#### Text shown
+ + + +

A Streetcar Named Desire Tennessee Williams’ 1947 gift to the world tells the story of faded Southern belle Blanche DuBois’ search for a safe harbor and her inevitable snuffing out a the hands of her bestial brother-in-law, Stanley Kowalski. For this production, Main Street Theatre Works has imported a number of players that Sacramento theatergoers will recognize: Scott Devine generates some real heat as Stanley, and Janice Jones makes a convincingly lamblike Stella. As Blanche, Cynthia Burdick is lost and dreamy, but while she’s got the delusion down, she fails to convey her character’s blend of sensuality and mania. The cast is uniformly sound, but I was disheartened that they rushed through the poetry of their lines as though it was first-come, first-served dinnertime.
Main Street Theatre Works , 8pm F, Sa. $5-$14. 44 Main St., Sutter Creek. (209) 267-1590. Through Oct. 21. D.M.
The Sound of Music Despite stiff staging, a few awkward performances and the most painful rendition of “Climb Every Mountain” I’ve yet heard, American River College’s production of the Rodgers and Hammerstein classic The Sound of Music is great, glorious fun, thanks to the winsome skill of its young problem-solving Fraulein Maria (Jenny Rand). That and a simply stunning cast of children, especially the wonderfully hammy Sarah Telford as Gretl, who was so enthusiastic about her song and dance numbers that two tiny audience members seated next to me insisted on singing along during opening night—to the mixed amusement and horror of the audience. One of my favorite local performers, Remo Gilbert, seems miscast as the mucho-macho Georg, despite his glorious voice. And Daniel Slauson gets in lots of zingers as Max, the man who brings the Von Trapp Family Singers to the stage. Perhaps the brightest star of the show is Kathryn Burleson, whose imaginative set and lighting work a mystical magic.

+ + + +

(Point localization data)
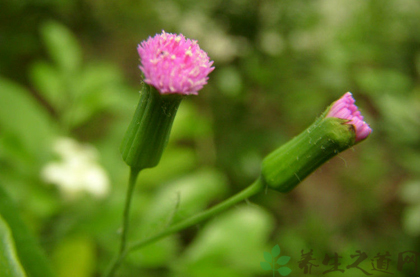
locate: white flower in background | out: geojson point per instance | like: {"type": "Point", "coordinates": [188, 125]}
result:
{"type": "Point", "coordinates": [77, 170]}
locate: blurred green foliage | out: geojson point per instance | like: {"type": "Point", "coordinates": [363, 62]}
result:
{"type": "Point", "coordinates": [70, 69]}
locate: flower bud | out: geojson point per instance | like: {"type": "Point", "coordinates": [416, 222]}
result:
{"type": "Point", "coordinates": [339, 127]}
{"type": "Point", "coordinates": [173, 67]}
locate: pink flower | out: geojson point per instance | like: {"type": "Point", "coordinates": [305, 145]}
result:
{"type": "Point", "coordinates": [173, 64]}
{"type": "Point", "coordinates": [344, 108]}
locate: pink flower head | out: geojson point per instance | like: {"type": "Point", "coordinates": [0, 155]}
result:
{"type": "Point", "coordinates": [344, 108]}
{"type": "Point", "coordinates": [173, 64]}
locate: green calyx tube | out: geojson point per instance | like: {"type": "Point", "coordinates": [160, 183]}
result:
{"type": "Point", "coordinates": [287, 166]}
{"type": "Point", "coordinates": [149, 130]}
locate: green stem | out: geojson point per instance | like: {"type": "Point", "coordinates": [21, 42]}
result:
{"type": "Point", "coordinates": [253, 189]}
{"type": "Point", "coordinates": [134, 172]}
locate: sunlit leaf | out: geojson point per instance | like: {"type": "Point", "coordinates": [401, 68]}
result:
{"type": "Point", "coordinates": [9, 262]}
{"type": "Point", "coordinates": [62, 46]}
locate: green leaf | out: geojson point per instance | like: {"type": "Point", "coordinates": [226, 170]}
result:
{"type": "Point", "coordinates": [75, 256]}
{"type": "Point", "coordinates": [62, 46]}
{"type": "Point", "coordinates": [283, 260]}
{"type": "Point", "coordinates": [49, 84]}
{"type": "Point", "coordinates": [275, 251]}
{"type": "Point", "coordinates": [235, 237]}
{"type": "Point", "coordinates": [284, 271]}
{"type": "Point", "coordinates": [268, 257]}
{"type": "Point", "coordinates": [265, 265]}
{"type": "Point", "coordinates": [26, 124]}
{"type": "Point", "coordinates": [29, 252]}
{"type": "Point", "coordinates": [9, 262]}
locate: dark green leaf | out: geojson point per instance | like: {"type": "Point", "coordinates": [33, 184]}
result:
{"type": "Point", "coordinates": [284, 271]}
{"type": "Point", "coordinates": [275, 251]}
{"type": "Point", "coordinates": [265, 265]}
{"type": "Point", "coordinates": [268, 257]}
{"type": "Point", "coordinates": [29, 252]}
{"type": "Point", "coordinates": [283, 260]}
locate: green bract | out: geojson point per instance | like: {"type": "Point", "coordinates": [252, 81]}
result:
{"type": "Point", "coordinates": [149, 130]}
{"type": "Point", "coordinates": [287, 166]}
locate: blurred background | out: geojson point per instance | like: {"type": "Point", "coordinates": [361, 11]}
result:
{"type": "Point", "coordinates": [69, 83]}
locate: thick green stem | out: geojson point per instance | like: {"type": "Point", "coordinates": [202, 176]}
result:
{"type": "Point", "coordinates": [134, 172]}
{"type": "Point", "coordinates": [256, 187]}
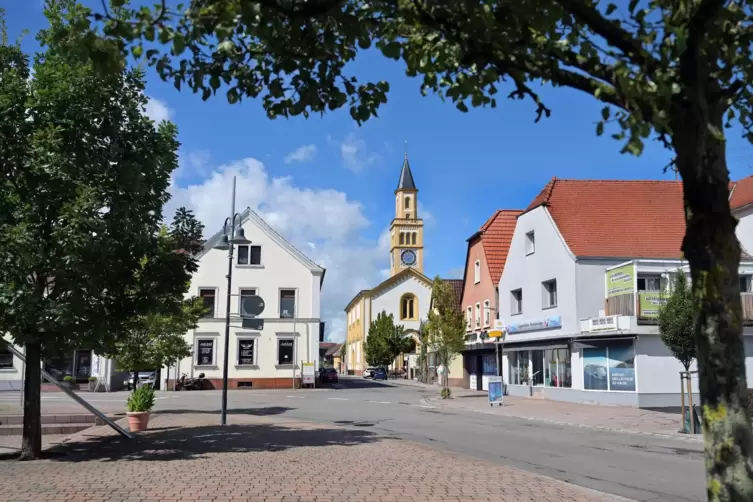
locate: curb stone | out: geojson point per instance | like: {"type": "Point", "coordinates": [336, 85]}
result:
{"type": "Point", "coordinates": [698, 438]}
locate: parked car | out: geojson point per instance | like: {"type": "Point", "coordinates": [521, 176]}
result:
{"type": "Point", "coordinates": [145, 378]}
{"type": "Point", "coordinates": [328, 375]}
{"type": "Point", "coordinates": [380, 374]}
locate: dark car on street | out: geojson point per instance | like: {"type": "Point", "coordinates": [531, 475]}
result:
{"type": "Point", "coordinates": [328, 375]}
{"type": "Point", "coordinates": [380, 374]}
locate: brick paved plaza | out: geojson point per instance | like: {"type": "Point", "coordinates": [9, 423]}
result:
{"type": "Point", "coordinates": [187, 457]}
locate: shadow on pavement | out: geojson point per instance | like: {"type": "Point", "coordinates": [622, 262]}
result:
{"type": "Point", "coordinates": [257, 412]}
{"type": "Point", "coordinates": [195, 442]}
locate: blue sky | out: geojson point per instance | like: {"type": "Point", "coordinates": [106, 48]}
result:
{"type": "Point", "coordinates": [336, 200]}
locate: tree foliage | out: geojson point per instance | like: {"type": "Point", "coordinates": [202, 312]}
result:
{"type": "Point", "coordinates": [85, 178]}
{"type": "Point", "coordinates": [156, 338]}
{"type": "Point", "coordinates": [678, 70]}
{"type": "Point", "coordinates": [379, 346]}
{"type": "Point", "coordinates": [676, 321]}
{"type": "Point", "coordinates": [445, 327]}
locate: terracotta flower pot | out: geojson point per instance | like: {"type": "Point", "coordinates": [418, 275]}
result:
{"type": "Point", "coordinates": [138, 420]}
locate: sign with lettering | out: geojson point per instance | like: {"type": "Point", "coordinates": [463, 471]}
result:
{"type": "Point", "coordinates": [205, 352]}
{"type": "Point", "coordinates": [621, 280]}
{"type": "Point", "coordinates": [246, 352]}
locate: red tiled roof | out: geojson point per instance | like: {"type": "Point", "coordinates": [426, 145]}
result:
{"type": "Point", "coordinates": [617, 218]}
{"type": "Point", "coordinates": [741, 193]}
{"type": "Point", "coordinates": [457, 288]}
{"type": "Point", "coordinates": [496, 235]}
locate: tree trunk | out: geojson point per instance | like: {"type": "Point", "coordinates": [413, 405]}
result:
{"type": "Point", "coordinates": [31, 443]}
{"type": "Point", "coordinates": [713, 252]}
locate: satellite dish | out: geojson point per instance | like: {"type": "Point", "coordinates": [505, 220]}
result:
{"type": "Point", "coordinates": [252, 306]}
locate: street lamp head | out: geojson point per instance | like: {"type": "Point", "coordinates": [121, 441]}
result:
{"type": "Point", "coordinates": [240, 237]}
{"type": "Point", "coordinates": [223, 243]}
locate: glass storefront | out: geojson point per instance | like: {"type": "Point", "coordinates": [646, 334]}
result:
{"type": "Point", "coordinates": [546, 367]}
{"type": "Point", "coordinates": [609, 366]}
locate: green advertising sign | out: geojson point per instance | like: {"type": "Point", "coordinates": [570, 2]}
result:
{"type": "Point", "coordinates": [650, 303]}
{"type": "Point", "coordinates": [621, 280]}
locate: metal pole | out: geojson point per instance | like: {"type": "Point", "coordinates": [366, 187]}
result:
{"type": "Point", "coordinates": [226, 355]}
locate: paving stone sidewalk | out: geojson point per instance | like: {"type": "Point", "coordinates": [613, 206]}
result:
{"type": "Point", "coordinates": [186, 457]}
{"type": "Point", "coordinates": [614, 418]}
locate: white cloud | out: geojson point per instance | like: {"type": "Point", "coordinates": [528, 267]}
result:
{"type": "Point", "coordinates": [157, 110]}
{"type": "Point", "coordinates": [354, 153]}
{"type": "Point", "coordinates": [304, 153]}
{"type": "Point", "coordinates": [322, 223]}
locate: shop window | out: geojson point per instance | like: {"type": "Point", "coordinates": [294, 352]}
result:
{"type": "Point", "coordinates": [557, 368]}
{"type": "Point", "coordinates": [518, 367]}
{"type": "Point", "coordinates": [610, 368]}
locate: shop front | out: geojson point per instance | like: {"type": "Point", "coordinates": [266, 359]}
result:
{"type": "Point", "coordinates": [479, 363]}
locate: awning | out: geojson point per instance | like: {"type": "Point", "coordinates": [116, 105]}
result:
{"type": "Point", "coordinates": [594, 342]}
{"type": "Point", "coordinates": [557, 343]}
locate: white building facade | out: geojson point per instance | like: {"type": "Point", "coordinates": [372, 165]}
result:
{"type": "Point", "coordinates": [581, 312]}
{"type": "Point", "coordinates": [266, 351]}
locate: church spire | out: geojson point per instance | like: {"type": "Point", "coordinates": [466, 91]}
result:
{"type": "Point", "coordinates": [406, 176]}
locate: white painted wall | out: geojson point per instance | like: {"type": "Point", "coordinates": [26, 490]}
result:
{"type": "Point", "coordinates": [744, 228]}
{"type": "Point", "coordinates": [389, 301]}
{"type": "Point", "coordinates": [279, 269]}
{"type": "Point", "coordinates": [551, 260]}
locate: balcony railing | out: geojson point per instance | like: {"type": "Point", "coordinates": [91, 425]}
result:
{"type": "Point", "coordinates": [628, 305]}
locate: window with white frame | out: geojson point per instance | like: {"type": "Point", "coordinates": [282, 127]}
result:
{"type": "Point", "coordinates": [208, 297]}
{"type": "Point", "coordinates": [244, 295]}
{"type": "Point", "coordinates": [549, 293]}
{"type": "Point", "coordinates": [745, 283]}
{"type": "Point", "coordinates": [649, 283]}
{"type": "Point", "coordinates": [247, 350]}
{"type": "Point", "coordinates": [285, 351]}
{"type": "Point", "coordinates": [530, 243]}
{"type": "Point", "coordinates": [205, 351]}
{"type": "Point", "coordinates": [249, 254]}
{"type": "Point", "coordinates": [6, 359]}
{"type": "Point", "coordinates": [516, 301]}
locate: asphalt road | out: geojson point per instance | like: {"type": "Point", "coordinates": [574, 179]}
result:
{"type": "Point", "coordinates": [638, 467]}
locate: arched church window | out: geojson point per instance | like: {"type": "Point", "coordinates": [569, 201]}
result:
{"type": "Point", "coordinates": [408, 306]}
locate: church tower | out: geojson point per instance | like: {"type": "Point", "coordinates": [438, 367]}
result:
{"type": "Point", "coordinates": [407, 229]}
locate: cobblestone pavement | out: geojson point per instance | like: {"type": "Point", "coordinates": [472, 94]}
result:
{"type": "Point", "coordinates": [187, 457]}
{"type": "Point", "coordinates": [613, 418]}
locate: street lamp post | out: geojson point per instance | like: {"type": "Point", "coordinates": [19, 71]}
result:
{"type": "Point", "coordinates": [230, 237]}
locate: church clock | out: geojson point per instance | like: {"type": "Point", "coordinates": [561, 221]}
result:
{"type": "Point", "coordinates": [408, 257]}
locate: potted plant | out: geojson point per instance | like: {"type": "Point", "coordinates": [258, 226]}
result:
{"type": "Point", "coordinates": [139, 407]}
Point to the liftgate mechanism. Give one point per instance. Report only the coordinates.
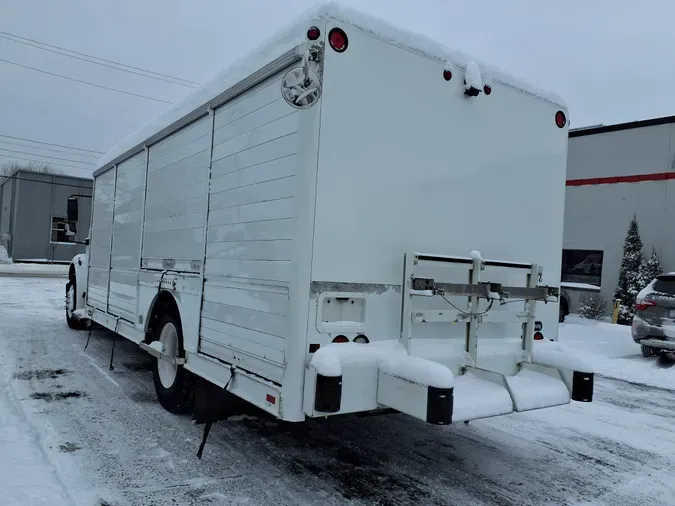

+ + + +

#### Problem
According to the theater reviews, who plays Stanley in the Main Street Theatre Works production of A Streetcar Named Desire? The entries are not needed for the task.

#### Solution to the exercise
Scott Devine